■ **TASK**
Output the full text below about predictions for English primary care in 2015, word for word.

■ **TEXT SECTION**
Jan 6 2006
What will English primary care look like in 2015?
The forthcoming white paper on health and community services in England will affect all of our futures, so the British Medical Journal asked some people with an interest in general practice to predict the future.
General practices will be highly developed strategic organisations collaborating with each other in a community network, predict senior doctors at the Royal College of General Practitioners.
Their vision is for a strong and vibrant primary healthcare system that is patient centred, consistently of high quality, safe, and accountable. They urge policy makers is to build on the strengths and values of general practice, and avoid policies that run the risk of fragmenting care.
For Peter Lapsley, Chief Executive of the Skin Care Campaign, 2015 sees control of NHS budgets returned to central government and targets for access to general practitioners abandoned. Meanwhile, patients have embraced health promotion messages and regularly attend wellbeing centres, allowing doctors and nurses to spend more time with the sickest patients. The concept of "patients as partners in their own healthcare" has also become a reality.
GP Dougal Jeffries predicts a return of a system based on social values. Expenditure on weapons has been diverted to the NHS, coordination and cooperation have superseded market forces, and patients are dealt with quickly and appropriately.

[Collected data]
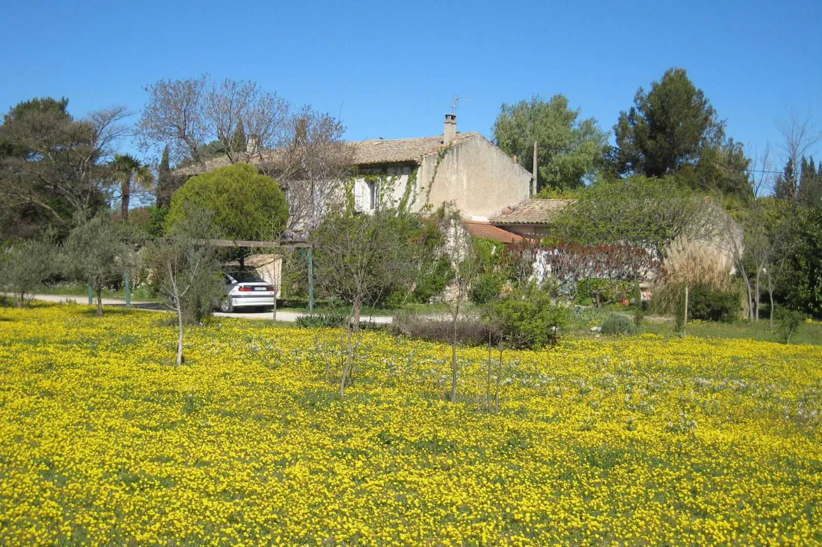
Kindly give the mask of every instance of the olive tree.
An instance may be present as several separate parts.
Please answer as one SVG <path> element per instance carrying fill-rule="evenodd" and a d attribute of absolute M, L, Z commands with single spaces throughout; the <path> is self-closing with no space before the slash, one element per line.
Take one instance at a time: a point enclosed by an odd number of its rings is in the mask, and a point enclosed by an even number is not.
<path fill-rule="evenodd" d="M 104 287 L 122 278 L 133 252 L 131 230 L 113 223 L 108 214 L 90 220 L 77 218 L 63 244 L 63 271 L 78 281 L 88 282 L 97 295 L 97 315 L 103 315 Z"/>
<path fill-rule="evenodd" d="M 189 205 L 185 217 L 172 228 L 171 237 L 148 248 L 157 275 L 155 284 L 177 312 L 178 365 L 182 363 L 185 317 L 198 319 L 202 310 L 212 308 L 222 294 L 219 263 L 210 241 L 212 216 L 207 209 Z"/>

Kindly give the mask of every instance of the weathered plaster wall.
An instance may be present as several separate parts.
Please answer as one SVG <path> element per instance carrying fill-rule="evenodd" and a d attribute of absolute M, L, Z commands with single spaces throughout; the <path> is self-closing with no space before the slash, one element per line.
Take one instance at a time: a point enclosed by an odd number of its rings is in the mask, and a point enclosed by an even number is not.
<path fill-rule="evenodd" d="M 529 197 L 531 173 L 482 136 L 457 141 L 437 166 L 438 157 L 423 159 L 417 209 L 454 201 L 464 218 L 487 220 Z"/>

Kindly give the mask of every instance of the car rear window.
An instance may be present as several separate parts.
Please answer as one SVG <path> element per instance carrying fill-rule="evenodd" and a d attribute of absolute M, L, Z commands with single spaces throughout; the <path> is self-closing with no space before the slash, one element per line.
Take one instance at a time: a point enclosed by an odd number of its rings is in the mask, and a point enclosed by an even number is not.
<path fill-rule="evenodd" d="M 252 272 L 224 272 L 223 275 L 229 283 L 266 283 Z"/>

■ **YOUR SOLUTION**
Jan 6 2006
What will English primary care look like in 2015?
The forthcoming white paper on health and community services in England will affect all of our futures, so the British Medical Journal asked some people with an interest in general practice to predict the future.
General practices will be highly developed strategic organisations collaborating with each other in a community network, predict senior doctors at the Royal College of General Practitioners.
Their vision is for a strong and vibrant primary healthcare system that is patient centred, consistently of high quality, safe, and accountable. They urge policy makers is to build on the strengths and values of general practice, and avoid policies that run the risk of fragmenting care.
For Peter Lapsley, Chief Executive of the Skin Care Campaign, 2015 sees control of NHS budgets returned to central government and targets for access to general practitioners abandoned. Meanwhile, patients have embraced health promotion messages and regularly attend wellbeing centres, allowing doctors and nurses to spend more time with the sickest patients. The concept of "patients as partners in their own healthcare" has also become a reality.
GP Dougal Jeffries predicts a return of a system based on social values. Expenditure on weapons has been diverted to the NHS, coordination and cooperation have superseded market forces, and patients are dealt with quickly and appropriately.